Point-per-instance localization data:
══════

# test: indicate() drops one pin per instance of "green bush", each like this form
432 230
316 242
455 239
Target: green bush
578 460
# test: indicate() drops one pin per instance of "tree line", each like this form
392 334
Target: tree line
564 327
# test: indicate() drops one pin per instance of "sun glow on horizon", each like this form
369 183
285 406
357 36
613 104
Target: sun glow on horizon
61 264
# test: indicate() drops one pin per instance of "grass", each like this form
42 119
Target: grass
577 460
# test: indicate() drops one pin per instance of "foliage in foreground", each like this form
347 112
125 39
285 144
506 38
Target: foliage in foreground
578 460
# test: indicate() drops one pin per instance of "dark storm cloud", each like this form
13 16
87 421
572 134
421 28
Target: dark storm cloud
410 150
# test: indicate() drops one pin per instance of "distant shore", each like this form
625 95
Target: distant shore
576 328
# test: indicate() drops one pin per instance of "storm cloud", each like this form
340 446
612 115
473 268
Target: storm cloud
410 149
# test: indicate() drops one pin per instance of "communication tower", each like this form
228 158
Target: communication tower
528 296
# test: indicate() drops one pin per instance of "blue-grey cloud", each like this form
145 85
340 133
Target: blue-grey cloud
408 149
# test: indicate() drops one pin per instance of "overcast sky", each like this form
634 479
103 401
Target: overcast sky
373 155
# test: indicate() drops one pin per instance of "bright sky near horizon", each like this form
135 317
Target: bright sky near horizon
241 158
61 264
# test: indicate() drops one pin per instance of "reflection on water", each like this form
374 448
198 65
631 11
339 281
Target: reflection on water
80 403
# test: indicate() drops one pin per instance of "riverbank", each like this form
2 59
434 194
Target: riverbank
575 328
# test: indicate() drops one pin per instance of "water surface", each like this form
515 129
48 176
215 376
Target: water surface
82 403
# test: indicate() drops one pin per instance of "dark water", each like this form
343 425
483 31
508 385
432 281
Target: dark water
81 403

══════

WHAT THE TASK REQUIRES:
Without altering a single word, set down all the entries again.

FINAL ANSWER:
# test: indicate() drops one pin per instance of "green bush", each like this form
432 230
316 242
455 239
Target: green bush
578 460
# test: indicate() drops one pin per instance of "tree line", each like this form
392 334
Target: tree line
564 327
# test: indicate() drops one pin per instance of "sun glow on horizon", each like this form
369 183
285 406
357 36
613 104
Target: sun glow on horizon
61 264
# test: indicate() drops one pin per instance of "grass", each like this form
42 119
Target: grass
577 460
# test: indicate() drops one pin per instance of "foliage in foreground", each like this form
347 112
125 39
285 144
506 38
Target: foliage in foreground
578 460
# test: indicate() drops one pin per instance of "dark storm cloud", each like this form
13 16
87 421
572 134
421 28
Target: dark storm cloud
410 150
# test: indicate() drops one pin per instance of "distant shore", each like this form
625 95
Target: distant shore
576 328
# test: indicate() drops one pin per instance of "storm cloud", each like this form
340 446
612 115
473 268
Target: storm cloud
410 149
# test: indicate() drops one pin per instance of "communication tower", each like this form
228 158
Target: communication tower
528 296
# test: indicate() drops one pin per instance of "blue-grey cloud", each like this form
145 85
340 133
Target: blue-grey cloud
408 149
# test: indicate() drops one pin per instance of "overcast sky", each like this form
634 479
103 401
Target: overcast sky
373 155
# test: indicate() drops one pin per instance of "bright sky near horizon", each like this form
135 317
Target: bright sky near horizon
241 158
61 264
# test: indicate() drops one pin per instance of "reflection on water", each like this form
374 448
198 65
631 11
339 281
Target: reflection on water
80 403
# test: indicate() drops one pin per instance of "riverbank", each like this form
2 59
434 194
Target: riverbank
575 328
# test: indicate() drops one pin per instance of "water surface", each like this form
515 129
48 176
215 376
Target: water surface
82 403
# test: indicate() drops one pin per instance of "dark water", each like this form
343 425
483 31
508 385
432 281
Target: dark water
81 403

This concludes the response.